[Point localization data]
==============================
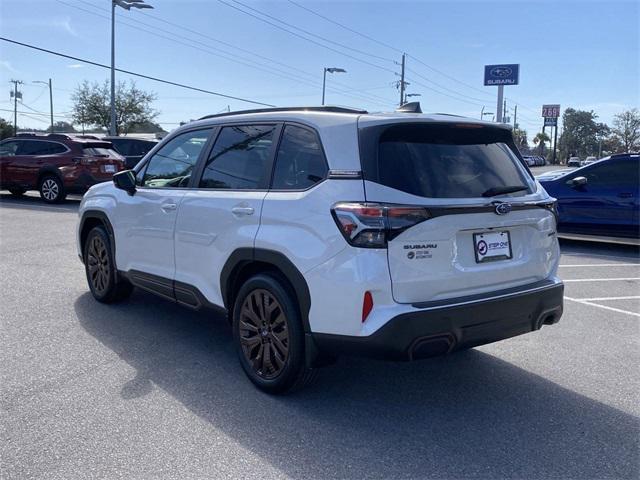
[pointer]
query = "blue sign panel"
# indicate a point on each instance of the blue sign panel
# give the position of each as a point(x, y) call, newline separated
point(501, 74)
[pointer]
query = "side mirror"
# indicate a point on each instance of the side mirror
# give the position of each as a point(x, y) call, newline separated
point(577, 182)
point(125, 180)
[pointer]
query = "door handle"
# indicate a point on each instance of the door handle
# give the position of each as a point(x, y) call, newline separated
point(240, 211)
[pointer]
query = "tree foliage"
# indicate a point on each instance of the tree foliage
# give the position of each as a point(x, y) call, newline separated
==============================
## EXERCISE
Once you reach the line that holds "# indicate a point on each instance of the side", print it and every line after it through the end of the records, word for word.

## ANSWER
# indicate a point on each instance of the side mirror
# give the position of each as a point(x, y) call, newline separated
point(577, 182)
point(125, 180)
[pointer]
query = "door handle"
# indicate a point on each instance of the door handle
# give the position of each as a point(x, y) call, newline separated
point(240, 211)
[pointer]
query = "tree foliage"
# indicate a point on each instance of the tree foliage
# give the position of each as a point(x, y) call, newline separated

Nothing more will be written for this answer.